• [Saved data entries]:
'''
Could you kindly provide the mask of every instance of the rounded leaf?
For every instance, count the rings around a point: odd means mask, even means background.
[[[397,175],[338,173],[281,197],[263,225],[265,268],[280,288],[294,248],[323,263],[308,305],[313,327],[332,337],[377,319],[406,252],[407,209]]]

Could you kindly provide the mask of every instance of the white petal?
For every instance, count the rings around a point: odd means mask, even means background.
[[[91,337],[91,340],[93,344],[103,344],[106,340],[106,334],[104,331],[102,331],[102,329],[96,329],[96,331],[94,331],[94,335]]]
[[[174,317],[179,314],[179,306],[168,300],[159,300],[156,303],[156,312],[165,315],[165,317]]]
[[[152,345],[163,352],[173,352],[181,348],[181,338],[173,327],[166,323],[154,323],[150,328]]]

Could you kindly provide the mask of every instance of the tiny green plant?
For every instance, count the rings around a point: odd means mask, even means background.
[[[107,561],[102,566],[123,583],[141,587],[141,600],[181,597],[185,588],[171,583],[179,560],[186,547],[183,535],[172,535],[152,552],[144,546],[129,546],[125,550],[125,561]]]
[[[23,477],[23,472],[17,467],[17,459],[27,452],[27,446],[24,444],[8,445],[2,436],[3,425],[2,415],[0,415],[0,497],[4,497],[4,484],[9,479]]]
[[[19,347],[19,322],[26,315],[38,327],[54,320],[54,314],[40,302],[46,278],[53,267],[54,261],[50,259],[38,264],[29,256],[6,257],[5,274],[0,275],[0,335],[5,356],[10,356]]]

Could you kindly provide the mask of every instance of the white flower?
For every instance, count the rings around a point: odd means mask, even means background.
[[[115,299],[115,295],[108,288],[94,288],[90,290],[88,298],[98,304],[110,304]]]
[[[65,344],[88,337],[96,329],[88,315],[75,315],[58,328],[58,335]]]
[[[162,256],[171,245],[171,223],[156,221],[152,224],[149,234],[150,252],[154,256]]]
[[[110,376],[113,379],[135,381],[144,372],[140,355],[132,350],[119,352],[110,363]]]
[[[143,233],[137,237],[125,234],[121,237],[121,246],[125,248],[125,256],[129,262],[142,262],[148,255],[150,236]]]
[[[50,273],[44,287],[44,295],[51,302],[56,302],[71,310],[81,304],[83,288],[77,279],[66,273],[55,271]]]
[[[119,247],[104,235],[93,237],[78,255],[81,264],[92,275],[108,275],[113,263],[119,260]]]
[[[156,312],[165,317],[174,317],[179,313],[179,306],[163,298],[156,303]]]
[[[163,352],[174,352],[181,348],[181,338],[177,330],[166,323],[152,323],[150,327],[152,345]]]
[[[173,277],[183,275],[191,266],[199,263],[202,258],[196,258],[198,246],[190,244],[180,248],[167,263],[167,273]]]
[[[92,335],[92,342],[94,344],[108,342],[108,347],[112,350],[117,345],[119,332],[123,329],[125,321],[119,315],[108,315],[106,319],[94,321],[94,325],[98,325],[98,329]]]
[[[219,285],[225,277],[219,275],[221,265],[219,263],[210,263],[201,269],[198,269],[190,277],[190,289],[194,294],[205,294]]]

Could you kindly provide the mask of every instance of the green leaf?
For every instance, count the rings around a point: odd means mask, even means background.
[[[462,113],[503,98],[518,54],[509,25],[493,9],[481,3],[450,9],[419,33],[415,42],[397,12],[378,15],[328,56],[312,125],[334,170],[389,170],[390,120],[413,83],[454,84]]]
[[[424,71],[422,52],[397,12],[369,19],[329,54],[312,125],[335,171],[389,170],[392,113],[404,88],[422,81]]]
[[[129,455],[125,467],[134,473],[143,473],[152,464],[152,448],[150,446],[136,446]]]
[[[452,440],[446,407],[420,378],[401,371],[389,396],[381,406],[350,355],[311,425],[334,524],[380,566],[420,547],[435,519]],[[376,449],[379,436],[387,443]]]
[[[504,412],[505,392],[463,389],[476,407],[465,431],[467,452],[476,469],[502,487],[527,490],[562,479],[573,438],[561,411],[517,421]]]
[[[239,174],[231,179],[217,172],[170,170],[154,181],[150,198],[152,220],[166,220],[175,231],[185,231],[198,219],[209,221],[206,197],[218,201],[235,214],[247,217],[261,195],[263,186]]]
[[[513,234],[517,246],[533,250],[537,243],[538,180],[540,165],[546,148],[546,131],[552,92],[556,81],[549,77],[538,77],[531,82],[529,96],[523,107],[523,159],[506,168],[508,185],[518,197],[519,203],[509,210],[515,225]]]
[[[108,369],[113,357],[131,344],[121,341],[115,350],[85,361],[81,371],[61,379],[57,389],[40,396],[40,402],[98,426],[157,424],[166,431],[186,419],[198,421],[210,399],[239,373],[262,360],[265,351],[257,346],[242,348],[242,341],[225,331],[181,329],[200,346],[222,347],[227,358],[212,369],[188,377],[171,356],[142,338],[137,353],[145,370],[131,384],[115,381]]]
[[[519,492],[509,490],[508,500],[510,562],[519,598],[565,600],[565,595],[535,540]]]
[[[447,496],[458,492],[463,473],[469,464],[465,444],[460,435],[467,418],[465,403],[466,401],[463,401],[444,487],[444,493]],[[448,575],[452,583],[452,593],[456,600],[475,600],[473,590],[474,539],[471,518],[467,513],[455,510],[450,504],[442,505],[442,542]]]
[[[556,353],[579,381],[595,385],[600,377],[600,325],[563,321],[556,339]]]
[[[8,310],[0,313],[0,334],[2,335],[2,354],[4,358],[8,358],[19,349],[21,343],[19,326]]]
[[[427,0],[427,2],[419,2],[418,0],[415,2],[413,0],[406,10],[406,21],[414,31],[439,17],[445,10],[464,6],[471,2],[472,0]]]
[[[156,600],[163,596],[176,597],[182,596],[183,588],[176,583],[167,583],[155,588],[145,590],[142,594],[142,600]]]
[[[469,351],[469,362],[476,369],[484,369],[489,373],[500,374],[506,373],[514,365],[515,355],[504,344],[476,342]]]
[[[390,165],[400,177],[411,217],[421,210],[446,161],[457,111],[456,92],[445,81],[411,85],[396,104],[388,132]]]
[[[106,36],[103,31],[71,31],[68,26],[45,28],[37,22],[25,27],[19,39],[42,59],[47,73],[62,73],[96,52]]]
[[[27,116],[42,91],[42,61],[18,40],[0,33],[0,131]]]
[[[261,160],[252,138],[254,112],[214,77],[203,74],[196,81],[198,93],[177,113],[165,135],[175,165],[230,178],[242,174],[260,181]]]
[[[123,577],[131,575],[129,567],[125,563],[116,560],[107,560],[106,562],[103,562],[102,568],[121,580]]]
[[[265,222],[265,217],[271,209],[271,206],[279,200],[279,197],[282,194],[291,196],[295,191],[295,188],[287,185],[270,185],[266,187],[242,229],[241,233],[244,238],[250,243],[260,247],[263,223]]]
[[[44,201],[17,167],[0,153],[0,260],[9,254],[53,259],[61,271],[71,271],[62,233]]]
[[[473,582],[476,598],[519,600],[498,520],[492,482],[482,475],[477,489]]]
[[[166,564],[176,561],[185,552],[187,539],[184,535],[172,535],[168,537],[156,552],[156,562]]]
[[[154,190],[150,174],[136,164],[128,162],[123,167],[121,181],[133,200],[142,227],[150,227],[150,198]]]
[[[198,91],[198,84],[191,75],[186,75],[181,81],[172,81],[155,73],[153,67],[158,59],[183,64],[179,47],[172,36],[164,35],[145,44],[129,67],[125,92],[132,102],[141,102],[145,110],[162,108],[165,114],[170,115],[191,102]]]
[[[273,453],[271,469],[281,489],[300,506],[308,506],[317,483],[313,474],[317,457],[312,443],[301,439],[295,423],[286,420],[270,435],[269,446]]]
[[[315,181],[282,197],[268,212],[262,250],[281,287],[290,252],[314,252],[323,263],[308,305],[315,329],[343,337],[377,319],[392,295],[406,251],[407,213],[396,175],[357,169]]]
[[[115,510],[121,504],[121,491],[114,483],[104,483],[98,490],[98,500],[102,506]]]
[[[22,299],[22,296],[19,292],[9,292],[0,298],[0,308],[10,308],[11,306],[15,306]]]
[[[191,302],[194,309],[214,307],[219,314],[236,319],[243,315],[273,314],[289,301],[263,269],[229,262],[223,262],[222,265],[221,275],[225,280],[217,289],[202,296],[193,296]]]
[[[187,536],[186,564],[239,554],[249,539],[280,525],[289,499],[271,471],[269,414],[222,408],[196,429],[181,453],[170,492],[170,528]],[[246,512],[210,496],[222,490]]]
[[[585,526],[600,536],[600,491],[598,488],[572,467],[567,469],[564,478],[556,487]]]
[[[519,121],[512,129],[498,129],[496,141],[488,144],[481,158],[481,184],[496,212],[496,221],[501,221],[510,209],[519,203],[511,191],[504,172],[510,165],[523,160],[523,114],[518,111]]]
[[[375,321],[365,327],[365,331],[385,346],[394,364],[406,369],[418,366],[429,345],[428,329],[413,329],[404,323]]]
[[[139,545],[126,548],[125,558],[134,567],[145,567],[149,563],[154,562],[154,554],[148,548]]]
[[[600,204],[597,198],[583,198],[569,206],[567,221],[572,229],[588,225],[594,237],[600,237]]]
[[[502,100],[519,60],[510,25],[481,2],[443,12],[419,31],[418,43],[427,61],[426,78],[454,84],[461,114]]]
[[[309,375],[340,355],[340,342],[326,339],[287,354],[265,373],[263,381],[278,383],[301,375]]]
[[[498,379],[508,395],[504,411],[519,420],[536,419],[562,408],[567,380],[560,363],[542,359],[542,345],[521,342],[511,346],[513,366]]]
'''
• [Assignment]:
Check every line of the records above for the string "kindly". Copy those that hold it.

• [Answer for this exercise]:
Could you kindly provide the mask of every instance of the rounded leaf?
Could you kindly provide the mask of every instance of the white petal?
Could you kindly provide the mask of every instance of the tiny green plant?
Could you kindly provide the mask of every instance of the white flower?
Could you kindly provide the mask of every instance of the green leaf?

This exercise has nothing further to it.